__Exercise goal__: Output all lines exactly, with nothing added or dropped.

Point placement records:
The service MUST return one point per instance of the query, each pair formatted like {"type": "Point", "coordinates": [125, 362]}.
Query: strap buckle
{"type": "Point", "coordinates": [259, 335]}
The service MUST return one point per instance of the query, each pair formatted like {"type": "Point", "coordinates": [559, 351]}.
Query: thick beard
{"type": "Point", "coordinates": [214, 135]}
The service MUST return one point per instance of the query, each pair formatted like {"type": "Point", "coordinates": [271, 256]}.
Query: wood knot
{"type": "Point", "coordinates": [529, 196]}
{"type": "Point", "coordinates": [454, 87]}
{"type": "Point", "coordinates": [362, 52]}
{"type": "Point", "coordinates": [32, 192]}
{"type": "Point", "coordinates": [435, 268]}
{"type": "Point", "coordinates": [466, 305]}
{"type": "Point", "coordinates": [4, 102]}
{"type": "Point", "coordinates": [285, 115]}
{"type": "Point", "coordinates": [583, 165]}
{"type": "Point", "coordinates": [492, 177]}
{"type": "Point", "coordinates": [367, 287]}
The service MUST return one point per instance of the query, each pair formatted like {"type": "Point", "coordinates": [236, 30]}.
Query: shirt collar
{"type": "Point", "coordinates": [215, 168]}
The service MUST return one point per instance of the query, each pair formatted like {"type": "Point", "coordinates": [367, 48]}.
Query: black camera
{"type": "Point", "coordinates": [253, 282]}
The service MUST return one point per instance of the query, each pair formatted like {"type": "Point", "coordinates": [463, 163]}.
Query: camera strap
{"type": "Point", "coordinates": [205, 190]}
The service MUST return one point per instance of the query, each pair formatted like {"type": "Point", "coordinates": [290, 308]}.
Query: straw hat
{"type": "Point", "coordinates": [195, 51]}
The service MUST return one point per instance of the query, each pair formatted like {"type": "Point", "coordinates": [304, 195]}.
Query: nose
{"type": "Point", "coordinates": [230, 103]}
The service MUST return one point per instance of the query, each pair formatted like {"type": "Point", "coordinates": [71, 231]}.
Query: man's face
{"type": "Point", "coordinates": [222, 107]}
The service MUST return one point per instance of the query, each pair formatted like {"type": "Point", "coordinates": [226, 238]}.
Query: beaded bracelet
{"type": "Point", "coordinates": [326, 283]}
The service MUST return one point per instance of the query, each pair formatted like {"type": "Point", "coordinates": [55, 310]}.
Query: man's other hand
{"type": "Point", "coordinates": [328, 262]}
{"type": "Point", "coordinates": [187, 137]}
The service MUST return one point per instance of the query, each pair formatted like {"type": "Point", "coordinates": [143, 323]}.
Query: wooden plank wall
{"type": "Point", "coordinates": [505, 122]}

__Task response__:
The service MUST return one point per instance of the query, each pair formatted like {"type": "Point", "coordinates": [125, 362]}.
Query: strap buckle
{"type": "Point", "coordinates": [259, 335]}
The service MUST return one point per instance of the query, each pair formatted like {"type": "Point", "coordinates": [559, 351]}.
Query: thick beard
{"type": "Point", "coordinates": [214, 135]}
The service MUST return one point per instance of the query, each pair formatted like {"type": "Point", "coordinates": [271, 256]}.
Query: wood knot
{"type": "Point", "coordinates": [529, 196]}
{"type": "Point", "coordinates": [454, 87]}
{"type": "Point", "coordinates": [362, 52]}
{"type": "Point", "coordinates": [32, 192]}
{"type": "Point", "coordinates": [435, 268]}
{"type": "Point", "coordinates": [466, 305]}
{"type": "Point", "coordinates": [4, 102]}
{"type": "Point", "coordinates": [285, 115]}
{"type": "Point", "coordinates": [583, 165]}
{"type": "Point", "coordinates": [492, 177]}
{"type": "Point", "coordinates": [367, 287]}
The service MUST return one point per instance of the query, each pair formatted like {"type": "Point", "coordinates": [236, 30]}.
Query: shirt collar
{"type": "Point", "coordinates": [215, 168]}
The service MUST return one point per instance of the query, each pair formatted like {"type": "Point", "coordinates": [367, 48]}.
Query: black camera
{"type": "Point", "coordinates": [253, 282]}
The service MUST return one point per instance of the query, each pair formatted like {"type": "Point", "coordinates": [463, 163]}.
Query: camera strap
{"type": "Point", "coordinates": [205, 190]}
The service MUST return one point per instance of the query, each pair formatted like {"type": "Point", "coordinates": [290, 308]}.
Query: straw hat
{"type": "Point", "coordinates": [195, 51]}
The service MUST return one point per instance of the query, each pair formatted like {"type": "Point", "coordinates": [304, 195]}.
Query: nose
{"type": "Point", "coordinates": [230, 103]}
The service MUST return one point per instance of the query, each pair formatted like {"type": "Point", "coordinates": [71, 231]}.
Query: man's face
{"type": "Point", "coordinates": [222, 107]}
The service MUST return one point per instance of the query, each pair formatted like {"type": "Point", "coordinates": [226, 238]}.
Query: beaded bracelet
{"type": "Point", "coordinates": [326, 283]}
The service MUST return one point per instance of the query, each pair formatted like {"type": "Point", "coordinates": [55, 310]}.
Query: man's other hand
{"type": "Point", "coordinates": [328, 262]}
{"type": "Point", "coordinates": [187, 137]}
The service MUST return one point per instance of the query, each pair formatted like {"type": "Point", "coordinates": [143, 323]}.
Query: wooden plank wall
{"type": "Point", "coordinates": [505, 122]}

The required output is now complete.